===== Text provided =====
News & Views
Speeding up salmon breeding
July 16, 2021 By Hatchery International Staff
While North American Atlantic salmon are one of the main marine finfish grown in the U.S. aquaculture industry, until now, uniquely developed genomic resources were not publicly available for the research and breeding of this species in the U.S.
However, after recently assisting scientists from the U.S. Department of Agriculture’s (USDA’s) Agricultural Research Service (ARS) in the development of single nucleotide polymorphism (SNP) markers, Breeding Insight has partnered with the USDA through Cornell University to help provide genetic tools for U.S. breeders, which will quicken the breeding of North American Atlantic salmon.
“SNP markers are like milestones on the highway,” said Dr. Yniv Palti, USDA ARS research geneticist and project lead. “These navigation points dramatically increase the speed at which breeders can select and introduce genes for traits that benefit fish farmers and consumers alike.” To assist USDA researchers in the salmon SNP marker project, Breeding Insight provided expertise at the intersection of molecular biology and computing technology, more commonly known as bioinformatics.
By enabling researchers to pinpoint sections of the genome associated with particular traits, this program looks to bring the power of predictive breeding to salmon breeders.
===== Information =====
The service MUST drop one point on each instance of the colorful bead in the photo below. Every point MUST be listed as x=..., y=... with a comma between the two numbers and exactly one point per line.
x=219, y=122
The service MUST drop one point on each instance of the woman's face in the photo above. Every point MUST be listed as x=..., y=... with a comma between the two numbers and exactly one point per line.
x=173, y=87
=====
===== Information =====
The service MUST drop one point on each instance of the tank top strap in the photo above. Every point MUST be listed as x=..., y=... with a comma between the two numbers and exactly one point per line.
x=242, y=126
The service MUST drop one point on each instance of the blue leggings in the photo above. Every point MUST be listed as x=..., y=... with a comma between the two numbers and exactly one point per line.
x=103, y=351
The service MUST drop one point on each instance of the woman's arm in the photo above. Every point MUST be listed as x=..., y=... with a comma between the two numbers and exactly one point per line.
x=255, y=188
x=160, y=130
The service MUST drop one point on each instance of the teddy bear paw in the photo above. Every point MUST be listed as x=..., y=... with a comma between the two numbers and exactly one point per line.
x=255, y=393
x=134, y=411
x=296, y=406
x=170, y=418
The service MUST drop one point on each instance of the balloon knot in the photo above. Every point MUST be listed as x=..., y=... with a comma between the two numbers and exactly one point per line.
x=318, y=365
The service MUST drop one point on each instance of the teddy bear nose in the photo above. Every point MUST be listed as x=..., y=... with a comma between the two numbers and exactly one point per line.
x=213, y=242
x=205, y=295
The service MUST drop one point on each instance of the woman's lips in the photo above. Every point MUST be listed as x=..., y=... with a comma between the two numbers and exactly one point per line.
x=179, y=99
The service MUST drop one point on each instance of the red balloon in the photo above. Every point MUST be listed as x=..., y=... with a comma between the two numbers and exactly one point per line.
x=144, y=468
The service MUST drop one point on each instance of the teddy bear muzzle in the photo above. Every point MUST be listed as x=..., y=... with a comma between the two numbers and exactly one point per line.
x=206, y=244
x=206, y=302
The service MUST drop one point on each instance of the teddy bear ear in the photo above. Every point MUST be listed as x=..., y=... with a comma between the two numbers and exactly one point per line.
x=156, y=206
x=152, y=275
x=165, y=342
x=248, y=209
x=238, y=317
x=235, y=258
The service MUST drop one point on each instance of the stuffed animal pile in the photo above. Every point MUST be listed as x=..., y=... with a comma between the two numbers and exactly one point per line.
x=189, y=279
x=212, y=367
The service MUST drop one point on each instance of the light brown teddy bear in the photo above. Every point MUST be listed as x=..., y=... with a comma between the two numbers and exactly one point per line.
=====
▸ **Activity A**:
According to the salmon breeding article, who is the project lead for the salmon SNP marker work?
▸ **Activity B**:
List every organization named in the body paragraphs of the salmon breeding article.
▸ **Activity C**:
Carry the salmon breeding article forward from its final paragraph.
The listing is not required for any of this work.

▸ **Expected output A**:
Dr. Yniv Palti, a USDA ARS research geneticist, is the project lead.

▸ **Expected output B**:
- U.S. Department of Agriculture (USDA)
- Agricultural Research Service (ARS)
- Breeding Insight
- Cornell University

▸ **Expected output C**:
Some traits of interest specific to North American Atlantic salmon include:
- sea lice
- disease resistance
- fillet colour and composition
- Beneficial fatty acids
“By combining traditional breeding approaches with genomics and informatics, it is now possible to accurately predict some of the traits and performance of an individual long before it matures,” said Dr. Moira Sheehan, director of Breeding Insight. “But the challenges facing specialty species such as salmon too often hamper technology adoption and limit program efficiency. Our goal at Breeding Insight is to level the playing field and create new opportunities for specialty crop and animal breeders to take value out of the genomics era.”
Early indications point to successful uptake of the SNP markers by the salmon breeding industry, as biotechnology company, The Center for Aquaculture Technologies (CAT) has organized a consortium committed to offering processing of 50,000 copies of the SNP set, as part of a genotyping services offered by CAT.